A little closer now and this was to be one of those times that I could see the bird crouched in the open brown leaf litter just 10 yards ahead of Logger's nose. The bird was looking away but on a slight angle, so perfectly camouflaged yet exposed at the same time.

Evans also spoke of ingloriously missing such oddly pinned birds, especially if he had looked them in the eye. Luckily for me, this bird's eye view was averted. It was having no more of these nostalgic shenanigans as it rocketed from its crouch of reality in a slightly rising, right quartering angle. The stock-scarred and bluing-rubbed vintage Ruger Red Label 12-gauge over-and-under barked crisply from its fixed (prior to choke tube) improved cylinder barrel. The feather poof, bird fall and the dog being upon it seemed almost instantaneous.

No need for retrieving, since I joined the celebration just as fast. That's rationalizing a bit, since Logger is a little slack on the retrieving end sometimes. But it doesn't get any better than this. A first-shot hit. A bird in the bag, and what a beautiful male of the species with one of the longest and widest tail fans ever!

################

--- GIVEN INSTRUCTION A ---
Starting at the line that contains "Locate the giraffe neck" and going through the end of the rows, copy those lines again, adjusting each box coordinate by -117 and leaving every other line unchanged.

################

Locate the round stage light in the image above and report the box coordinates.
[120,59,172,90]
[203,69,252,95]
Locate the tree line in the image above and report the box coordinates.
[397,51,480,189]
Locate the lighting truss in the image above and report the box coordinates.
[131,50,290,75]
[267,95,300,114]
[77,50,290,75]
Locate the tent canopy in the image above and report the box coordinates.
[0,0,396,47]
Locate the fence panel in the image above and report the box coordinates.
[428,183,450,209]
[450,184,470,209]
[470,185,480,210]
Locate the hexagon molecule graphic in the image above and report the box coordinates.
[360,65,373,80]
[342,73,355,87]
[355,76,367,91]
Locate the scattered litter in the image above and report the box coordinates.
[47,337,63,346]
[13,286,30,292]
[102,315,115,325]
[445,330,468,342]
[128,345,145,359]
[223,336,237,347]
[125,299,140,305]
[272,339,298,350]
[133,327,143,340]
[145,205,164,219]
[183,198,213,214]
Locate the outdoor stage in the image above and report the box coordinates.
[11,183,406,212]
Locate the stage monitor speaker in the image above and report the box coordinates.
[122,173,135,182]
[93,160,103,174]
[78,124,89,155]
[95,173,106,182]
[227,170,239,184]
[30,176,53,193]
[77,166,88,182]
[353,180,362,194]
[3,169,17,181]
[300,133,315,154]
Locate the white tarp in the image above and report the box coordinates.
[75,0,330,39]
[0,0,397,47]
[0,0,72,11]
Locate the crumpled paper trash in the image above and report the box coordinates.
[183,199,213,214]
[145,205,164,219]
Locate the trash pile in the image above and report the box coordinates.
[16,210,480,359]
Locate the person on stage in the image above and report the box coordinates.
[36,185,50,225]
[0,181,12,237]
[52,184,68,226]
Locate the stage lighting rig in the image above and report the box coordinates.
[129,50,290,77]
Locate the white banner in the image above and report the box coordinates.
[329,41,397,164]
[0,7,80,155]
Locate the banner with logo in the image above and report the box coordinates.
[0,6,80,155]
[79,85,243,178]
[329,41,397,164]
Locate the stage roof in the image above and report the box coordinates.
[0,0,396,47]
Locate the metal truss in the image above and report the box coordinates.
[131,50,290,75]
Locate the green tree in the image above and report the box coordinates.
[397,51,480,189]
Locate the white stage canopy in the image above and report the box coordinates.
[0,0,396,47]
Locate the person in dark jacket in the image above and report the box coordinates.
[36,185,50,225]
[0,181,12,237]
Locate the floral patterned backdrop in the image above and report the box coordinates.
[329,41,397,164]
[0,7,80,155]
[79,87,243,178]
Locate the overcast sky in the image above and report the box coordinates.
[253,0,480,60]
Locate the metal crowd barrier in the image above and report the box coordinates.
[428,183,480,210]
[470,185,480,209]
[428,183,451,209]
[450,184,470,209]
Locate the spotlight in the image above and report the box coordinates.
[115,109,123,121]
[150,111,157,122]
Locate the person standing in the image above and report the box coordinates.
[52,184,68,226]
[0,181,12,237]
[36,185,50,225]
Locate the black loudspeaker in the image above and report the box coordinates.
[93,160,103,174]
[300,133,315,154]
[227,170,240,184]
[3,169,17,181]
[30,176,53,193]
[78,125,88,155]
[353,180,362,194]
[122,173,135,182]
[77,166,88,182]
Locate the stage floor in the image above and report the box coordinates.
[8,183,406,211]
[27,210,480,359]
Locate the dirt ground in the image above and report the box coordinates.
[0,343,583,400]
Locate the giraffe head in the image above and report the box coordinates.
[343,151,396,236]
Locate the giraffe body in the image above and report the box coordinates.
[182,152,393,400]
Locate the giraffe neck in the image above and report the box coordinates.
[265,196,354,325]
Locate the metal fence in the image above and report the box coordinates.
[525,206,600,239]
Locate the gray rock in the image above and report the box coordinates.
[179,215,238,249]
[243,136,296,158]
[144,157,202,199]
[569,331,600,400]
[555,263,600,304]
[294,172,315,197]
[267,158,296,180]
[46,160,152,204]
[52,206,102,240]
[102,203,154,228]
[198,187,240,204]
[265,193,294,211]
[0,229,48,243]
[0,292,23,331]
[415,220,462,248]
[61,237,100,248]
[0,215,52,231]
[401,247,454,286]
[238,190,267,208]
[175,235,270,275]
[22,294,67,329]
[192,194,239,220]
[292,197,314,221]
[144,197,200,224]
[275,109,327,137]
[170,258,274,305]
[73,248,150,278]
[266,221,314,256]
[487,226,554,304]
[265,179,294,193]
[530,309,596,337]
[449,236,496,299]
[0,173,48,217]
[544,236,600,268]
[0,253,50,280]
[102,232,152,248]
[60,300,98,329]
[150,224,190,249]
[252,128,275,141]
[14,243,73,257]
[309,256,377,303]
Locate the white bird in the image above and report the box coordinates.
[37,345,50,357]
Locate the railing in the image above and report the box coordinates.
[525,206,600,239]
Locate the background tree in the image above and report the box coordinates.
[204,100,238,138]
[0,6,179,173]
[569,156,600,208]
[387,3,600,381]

################

--- GIVEN INSTRUCTION B ---
Answer these about the hunting passage:
(i) How far ahead of Logger's nose was the bird crouched?
(ii) What make and model of shotgun was fired?
(iii) Which barrel did the shotgun fire from?

--- EXPECTED ANSWER A ---
Locate the giraffe neck in the image above and report the box coordinates.
[148,79,237,208]
Locate the metal fence in the image above and report the box coordinates.
[408,89,483,122]
Locate the gray rock in the image above and report the box coordinates.
[62,98,121,132]
[126,19,179,41]
[27,40,85,82]
[452,214,483,283]
[438,146,483,187]
[177,55,198,80]
[150,41,179,63]
[-71,43,35,87]
[-65,89,-15,123]
[-15,86,37,111]
[81,70,123,87]
[148,76,177,94]
[-117,112,-69,126]
[-117,175,-94,214]
[298,103,345,131]
[-56,120,-17,131]
[-117,98,-65,114]
[284,130,337,169]
[121,73,150,91]
[58,118,153,158]
[-95,177,-50,212]
[75,77,122,103]
[175,80,197,104]
[27,80,83,107]
[158,-8,210,20]
[53,141,157,188]
[-44,131,33,161]
[149,104,197,139]
[370,109,437,187]
[148,62,177,76]
[413,192,479,220]
[332,119,379,182]
[-117,56,-69,100]
[427,119,483,151]
[-117,136,-67,163]
[-15,115,35,131]
[-57,183,-19,212]
[33,107,73,132]
[135,11,158,24]
[-103,126,-44,140]
[192,139,260,186]
Locate the white bird in the image above and report the box coordinates.
[-80,228,-67,240]
Locate the railing in the image above and report the box coordinates.
[408,89,483,122]
Locate the background tree in the image above and report the box coordinates.
[87,-17,121,21]
[-117,-111,62,56]
[452,39,483,91]
[270,-114,483,264]

--- EXPECTED ANSWER B ---
(i) 10 yards
(ii) A vintage Ruger Red Label 12-gauge over-and-under
(iii) Its fixed improved cylinder barrel